PROBLEM TO WORK ON
Please extract the passage of the concussion research article below from "Now, University at" up to and including "return to play.", copying it word for word.

TEXT FOR ANALYSIS

--- --- ---

BUFFALO, N.Y. -- After sustaining a concussion, when can an
athlete safely return to play? That's the primary question for
professional and amateur athletes alike.
Now, University at Buffalo sports medicine researchers have been
awarded $100,000 from NFL Charities to develop the most objective,
scientific method of determining when an athlete who has had a
concussion can safely return to play.
NFL Charities, the charitable foundation of the National
Football League owners, has awarded the 18-month grant to
researchers at the Concussion Management Clinic in the Department
of Orthopaedics in the UB School of Medicine and Biomedical
Sciences. The grant to UB is one of 15 totaling $1.5 million that
NFL Charities is providing to researchers nationwide to support
sports-related medical research on concussion/traumatic brain
injury and cardiovascular medicine.
"Concussion itself poses little risk if it is properly managed;
the only risk acutely is hemorrhage, which is generally detected
through CT scans," says John Leddy, MD, director of UB's Concussion
Management Clinic; clinical associate professor of orthopaedics,
family medicine and rehabilitation sciences; and principal
investigator on the grant.
"However, return to play before complete recovery involves much
more serious risk," Leddy continues. "Therefore, it is important
that a systematic, scientifically based return-to-play protocol be
established and that it is proven to be valid and reliable. This is
what we will be doing with this grant."
To date, that hasn't existed, he says, with team physicians
often relying on more subjective assessments of an athlete's
ability to exercise without experiencing symptoms.

--- --- ---

Excerpts from a dataset:
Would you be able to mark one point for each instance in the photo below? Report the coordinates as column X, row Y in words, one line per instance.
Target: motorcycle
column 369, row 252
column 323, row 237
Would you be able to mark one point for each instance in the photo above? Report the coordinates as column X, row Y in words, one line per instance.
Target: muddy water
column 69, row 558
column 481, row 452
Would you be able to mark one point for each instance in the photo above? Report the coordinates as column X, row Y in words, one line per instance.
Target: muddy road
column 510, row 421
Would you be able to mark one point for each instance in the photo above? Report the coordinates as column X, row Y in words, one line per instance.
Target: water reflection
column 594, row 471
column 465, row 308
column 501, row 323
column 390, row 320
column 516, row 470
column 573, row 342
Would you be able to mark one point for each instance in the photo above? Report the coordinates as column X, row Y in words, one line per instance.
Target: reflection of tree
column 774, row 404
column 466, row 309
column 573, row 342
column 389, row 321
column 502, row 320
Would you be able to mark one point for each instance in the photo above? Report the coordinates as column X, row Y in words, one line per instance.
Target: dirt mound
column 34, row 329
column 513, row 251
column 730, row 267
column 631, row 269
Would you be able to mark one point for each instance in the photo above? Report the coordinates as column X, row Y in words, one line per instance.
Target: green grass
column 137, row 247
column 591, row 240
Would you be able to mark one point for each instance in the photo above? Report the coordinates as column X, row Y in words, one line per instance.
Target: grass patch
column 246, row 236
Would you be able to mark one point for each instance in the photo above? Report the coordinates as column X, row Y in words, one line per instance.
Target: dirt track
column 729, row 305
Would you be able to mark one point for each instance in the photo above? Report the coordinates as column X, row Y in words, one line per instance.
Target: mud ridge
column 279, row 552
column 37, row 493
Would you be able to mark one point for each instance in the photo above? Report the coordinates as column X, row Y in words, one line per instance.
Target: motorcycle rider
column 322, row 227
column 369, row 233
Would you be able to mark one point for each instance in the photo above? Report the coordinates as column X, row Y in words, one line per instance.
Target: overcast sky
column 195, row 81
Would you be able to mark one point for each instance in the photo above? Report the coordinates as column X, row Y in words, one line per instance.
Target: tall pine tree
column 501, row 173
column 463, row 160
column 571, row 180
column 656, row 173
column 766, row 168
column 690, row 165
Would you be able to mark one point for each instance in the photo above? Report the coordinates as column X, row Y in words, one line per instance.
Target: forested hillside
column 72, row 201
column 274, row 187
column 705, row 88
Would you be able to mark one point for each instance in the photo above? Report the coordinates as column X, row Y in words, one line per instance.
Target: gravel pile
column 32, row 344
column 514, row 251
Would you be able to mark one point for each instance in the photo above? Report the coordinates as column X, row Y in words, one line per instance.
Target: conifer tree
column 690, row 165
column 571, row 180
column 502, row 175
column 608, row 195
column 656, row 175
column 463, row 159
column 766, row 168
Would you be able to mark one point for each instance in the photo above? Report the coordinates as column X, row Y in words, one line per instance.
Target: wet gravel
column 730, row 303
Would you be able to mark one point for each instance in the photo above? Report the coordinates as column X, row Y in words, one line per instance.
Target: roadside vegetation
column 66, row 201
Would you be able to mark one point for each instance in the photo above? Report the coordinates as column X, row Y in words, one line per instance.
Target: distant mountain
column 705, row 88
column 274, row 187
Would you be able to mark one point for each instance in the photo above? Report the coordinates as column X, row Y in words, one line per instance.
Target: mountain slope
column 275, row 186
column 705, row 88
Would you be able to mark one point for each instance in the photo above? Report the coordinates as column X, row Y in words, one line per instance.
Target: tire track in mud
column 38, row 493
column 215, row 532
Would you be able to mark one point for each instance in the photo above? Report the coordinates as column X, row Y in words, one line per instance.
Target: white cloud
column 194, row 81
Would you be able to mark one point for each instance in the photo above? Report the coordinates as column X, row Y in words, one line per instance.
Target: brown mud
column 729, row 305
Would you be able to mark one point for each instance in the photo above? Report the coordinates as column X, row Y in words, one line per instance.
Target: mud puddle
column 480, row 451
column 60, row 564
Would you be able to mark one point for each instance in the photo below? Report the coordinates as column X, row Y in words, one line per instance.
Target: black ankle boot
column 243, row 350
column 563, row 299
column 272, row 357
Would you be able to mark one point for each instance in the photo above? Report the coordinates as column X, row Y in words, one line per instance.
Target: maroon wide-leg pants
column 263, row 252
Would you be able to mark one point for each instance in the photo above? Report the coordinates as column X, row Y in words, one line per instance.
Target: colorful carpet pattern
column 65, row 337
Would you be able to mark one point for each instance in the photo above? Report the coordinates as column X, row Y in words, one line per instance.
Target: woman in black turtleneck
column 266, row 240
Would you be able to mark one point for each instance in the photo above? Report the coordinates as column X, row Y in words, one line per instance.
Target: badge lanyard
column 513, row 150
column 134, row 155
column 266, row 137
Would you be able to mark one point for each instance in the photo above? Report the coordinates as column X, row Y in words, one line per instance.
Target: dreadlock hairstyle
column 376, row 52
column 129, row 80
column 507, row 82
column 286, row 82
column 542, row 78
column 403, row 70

--- --- ---

RESPONSE AREA
Now, University at Buffalo sports medicine researchers have been
awarded $100,000 from NFL Charities to develop the most objective,
scientific method of determining when an athlete who has had a
concussion can safely return to play.